Records for processing:
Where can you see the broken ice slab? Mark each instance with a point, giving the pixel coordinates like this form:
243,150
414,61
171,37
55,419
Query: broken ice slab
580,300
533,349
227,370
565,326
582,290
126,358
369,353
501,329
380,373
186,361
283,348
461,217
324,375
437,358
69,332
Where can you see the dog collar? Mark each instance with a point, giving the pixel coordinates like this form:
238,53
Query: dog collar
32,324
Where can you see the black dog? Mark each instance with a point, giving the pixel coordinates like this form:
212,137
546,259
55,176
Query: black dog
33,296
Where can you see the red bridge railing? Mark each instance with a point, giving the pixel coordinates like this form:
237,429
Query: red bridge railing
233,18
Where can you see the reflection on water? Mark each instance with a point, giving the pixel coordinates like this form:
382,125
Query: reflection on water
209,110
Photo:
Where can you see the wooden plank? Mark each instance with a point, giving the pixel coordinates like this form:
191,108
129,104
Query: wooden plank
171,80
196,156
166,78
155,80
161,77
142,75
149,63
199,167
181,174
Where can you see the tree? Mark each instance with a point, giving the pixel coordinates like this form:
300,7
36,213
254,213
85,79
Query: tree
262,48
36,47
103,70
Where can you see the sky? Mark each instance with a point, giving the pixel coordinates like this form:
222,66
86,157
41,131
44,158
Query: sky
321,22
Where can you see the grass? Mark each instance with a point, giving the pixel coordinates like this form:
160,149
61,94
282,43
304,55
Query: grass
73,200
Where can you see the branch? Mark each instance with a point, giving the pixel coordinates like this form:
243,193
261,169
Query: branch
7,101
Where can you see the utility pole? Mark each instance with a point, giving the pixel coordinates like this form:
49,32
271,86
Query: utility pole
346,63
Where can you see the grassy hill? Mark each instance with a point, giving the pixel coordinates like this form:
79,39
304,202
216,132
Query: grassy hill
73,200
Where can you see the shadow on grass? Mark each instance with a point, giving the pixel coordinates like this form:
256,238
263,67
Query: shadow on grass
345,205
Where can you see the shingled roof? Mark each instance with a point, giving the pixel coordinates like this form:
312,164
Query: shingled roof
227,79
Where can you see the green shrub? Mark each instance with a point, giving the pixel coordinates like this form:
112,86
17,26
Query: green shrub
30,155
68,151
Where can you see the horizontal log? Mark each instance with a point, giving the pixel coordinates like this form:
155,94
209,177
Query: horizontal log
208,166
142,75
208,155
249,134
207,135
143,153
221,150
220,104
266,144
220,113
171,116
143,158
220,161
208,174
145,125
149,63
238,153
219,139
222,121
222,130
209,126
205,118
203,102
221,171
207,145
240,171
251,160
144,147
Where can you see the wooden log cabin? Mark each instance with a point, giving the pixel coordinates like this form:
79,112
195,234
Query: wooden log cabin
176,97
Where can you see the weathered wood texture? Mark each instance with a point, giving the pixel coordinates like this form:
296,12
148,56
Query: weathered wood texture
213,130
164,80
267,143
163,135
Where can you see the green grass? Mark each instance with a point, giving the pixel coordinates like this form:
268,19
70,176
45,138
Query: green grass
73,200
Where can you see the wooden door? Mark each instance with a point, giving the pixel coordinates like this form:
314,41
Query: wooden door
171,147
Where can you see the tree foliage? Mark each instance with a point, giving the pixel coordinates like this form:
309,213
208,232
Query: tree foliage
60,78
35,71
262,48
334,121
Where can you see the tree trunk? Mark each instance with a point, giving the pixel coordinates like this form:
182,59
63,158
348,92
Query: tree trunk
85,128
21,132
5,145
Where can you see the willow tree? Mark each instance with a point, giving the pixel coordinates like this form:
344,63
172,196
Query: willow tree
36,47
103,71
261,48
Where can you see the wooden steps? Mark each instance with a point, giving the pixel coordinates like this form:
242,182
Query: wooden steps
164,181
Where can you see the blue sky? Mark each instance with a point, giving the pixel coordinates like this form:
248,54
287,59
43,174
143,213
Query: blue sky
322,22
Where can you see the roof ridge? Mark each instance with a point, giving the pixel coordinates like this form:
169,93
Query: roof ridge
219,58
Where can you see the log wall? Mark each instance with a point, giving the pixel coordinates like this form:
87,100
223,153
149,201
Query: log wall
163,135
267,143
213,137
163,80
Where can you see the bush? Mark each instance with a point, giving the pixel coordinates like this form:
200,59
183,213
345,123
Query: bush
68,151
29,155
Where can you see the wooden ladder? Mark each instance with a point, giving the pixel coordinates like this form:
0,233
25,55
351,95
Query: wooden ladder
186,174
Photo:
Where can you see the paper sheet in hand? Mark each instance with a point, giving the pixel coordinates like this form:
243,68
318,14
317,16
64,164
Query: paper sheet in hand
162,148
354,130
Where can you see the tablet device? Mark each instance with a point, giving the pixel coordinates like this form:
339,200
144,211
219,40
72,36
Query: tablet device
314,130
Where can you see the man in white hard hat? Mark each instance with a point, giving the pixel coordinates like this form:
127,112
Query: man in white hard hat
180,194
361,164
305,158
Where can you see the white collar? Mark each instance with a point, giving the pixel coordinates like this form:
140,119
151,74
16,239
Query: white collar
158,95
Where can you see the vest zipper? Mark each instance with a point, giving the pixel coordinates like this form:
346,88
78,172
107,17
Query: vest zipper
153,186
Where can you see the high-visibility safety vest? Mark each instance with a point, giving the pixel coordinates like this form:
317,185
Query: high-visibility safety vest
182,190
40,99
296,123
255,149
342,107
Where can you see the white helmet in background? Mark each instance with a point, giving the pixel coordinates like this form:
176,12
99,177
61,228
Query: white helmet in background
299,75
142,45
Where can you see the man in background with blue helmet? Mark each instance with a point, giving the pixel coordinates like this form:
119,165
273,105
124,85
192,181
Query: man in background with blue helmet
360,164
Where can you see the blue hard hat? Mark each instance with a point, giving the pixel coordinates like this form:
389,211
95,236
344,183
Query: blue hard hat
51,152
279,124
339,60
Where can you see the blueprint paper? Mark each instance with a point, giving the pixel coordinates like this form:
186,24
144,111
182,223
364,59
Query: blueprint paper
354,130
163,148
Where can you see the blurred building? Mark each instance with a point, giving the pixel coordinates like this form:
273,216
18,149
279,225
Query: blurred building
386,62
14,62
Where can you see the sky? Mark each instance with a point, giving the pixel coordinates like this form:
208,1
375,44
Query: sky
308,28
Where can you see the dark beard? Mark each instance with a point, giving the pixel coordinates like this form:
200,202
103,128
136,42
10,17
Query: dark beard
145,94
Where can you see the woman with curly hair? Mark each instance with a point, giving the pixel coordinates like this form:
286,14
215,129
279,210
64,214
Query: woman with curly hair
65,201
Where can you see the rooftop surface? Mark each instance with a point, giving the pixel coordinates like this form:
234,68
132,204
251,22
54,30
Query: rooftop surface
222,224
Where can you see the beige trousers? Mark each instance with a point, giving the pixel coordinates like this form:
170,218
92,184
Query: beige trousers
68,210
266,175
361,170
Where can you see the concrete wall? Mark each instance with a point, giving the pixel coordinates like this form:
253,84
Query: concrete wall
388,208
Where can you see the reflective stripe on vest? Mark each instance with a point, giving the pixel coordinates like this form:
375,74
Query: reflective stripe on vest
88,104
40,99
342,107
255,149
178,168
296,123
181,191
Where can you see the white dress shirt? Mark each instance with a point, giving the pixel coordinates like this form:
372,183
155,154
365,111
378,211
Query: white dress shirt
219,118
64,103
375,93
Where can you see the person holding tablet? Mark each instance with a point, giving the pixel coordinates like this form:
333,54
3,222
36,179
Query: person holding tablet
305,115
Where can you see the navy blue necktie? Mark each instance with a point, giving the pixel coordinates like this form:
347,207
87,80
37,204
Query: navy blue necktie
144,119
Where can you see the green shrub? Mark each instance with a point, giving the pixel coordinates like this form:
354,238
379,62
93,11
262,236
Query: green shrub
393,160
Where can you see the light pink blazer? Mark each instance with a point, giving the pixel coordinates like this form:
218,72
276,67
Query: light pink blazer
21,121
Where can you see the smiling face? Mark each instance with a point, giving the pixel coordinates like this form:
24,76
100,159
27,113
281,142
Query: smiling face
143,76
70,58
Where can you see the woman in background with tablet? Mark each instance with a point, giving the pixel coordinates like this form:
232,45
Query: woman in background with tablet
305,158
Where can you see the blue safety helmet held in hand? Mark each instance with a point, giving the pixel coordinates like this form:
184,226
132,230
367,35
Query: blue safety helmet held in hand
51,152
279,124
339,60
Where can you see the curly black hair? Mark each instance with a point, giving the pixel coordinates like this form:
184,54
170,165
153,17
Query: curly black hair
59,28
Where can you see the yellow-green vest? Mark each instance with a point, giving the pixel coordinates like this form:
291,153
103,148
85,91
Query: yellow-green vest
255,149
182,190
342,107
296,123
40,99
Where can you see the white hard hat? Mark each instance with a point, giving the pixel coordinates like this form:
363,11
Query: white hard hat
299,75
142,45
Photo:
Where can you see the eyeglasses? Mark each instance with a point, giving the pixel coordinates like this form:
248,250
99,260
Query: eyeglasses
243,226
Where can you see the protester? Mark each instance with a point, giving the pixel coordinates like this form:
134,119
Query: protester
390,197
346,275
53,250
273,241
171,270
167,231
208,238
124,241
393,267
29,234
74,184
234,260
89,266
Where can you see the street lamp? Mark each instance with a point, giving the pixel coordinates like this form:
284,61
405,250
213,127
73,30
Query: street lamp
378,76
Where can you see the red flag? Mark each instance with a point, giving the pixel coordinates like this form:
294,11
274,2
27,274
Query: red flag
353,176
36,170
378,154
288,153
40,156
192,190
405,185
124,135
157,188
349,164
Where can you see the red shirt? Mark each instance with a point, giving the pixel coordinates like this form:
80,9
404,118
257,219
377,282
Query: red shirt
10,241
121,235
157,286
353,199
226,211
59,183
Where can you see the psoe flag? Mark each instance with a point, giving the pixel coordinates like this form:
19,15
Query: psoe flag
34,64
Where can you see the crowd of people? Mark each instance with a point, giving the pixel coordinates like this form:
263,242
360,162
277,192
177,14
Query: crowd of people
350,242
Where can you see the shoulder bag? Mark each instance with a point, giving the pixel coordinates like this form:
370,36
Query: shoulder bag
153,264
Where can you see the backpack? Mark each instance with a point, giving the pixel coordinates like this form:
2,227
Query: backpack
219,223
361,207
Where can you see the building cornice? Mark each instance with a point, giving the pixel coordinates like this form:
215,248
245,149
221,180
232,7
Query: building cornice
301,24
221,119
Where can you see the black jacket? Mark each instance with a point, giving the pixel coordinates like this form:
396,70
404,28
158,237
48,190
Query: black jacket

The task: Collect each line above holding the string "jacket".

Answer:
Where can you see the black jacket? Mark each instance with a point, giving the pixel coordinates like this form:
Query: black jacket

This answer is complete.